Records from a point labeling set:
## START
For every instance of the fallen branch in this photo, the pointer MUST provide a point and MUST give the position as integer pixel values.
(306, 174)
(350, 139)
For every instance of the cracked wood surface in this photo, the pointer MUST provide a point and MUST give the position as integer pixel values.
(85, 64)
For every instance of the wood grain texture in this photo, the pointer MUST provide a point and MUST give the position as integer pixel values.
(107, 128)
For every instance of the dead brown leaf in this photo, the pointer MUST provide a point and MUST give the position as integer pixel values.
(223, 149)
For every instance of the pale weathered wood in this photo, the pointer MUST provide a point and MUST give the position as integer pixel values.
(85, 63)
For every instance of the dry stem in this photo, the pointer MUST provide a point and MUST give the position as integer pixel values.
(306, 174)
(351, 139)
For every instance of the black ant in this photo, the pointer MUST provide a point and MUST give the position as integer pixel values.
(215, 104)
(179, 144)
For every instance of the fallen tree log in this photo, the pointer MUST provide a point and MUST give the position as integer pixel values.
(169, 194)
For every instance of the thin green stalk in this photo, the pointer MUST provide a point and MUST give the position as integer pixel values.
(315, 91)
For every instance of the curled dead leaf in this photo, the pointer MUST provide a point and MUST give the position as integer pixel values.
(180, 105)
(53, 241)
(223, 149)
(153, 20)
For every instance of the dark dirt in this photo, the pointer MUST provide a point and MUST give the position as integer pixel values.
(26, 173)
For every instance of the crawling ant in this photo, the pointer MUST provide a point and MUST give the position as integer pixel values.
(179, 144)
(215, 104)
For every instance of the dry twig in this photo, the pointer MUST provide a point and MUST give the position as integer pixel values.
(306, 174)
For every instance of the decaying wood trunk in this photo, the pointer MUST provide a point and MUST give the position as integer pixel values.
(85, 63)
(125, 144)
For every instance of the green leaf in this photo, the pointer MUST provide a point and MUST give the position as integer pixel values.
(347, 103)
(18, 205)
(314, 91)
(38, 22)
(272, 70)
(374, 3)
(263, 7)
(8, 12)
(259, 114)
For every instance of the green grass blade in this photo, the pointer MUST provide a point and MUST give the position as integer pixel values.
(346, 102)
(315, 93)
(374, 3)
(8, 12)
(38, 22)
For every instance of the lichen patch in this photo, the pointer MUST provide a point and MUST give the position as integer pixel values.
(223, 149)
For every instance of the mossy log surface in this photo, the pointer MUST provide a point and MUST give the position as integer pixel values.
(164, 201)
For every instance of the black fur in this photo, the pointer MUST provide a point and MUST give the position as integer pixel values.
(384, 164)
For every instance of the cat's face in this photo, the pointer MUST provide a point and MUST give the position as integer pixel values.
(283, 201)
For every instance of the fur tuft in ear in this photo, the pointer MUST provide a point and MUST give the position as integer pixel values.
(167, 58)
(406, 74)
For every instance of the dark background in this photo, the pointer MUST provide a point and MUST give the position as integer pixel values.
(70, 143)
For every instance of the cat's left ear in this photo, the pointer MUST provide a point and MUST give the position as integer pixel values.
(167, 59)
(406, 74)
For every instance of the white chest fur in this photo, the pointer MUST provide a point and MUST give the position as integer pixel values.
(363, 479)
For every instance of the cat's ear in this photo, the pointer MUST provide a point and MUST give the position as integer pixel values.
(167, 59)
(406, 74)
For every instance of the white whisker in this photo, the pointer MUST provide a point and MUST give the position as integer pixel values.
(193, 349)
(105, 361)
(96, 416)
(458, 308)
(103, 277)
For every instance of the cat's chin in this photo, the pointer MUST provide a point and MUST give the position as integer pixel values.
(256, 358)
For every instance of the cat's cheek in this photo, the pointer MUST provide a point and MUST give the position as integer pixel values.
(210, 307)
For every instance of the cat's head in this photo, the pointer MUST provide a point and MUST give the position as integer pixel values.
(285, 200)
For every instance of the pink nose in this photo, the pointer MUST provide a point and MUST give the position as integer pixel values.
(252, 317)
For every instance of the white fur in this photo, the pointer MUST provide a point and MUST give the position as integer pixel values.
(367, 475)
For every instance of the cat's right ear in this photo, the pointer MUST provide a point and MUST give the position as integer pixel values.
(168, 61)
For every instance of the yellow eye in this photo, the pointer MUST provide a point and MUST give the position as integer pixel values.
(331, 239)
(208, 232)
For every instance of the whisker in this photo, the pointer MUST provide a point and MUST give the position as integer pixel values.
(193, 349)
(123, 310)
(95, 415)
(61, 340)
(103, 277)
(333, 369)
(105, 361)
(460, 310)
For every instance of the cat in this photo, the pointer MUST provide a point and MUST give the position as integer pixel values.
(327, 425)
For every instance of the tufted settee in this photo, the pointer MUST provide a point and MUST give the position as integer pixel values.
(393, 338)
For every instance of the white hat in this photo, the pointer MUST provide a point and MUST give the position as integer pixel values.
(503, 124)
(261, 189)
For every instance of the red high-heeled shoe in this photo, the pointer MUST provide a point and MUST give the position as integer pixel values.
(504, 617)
## END
JOB: Format the lines from the one containing "For every instance of the tufted" through the end of the listing as a Markdown table with columns named Row and Line. Number each row and omit blank lines.

IN RESPONSE:
| Row | Line |
|---|---|
| 1 | For every instance of the tufted settee in this photo, the pointer MUST provide a point and MUST give the position as integer pixel values. |
| 2 | (393, 338) |
| 3 | For every instance of the white hat in this photo, the pointer MUST provide a point and MUST give the position as integer pixel values. |
| 4 | (503, 124) |
| 5 | (261, 189) |
| 6 | For every instance of the red high-heeled shoe in this photo, the pointer MUST provide a point and MUST give the position as integer pixel values. |
| 7 | (504, 617) |